**What needs to be done**
Please reproduce the entries that follow, keeping each word intact.

Natural-language object grounding data:

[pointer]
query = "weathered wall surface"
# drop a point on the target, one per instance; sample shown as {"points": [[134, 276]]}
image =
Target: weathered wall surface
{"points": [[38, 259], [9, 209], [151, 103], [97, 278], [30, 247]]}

**Answer to the problem**
[pointer]
query = "weathered wall surface"
# drop a point on the target, one per instance; sample shown as {"points": [[134, 276]]}
image =
Target: weathered wall surface
{"points": [[38, 259], [9, 209], [151, 103], [97, 278], [30, 247]]}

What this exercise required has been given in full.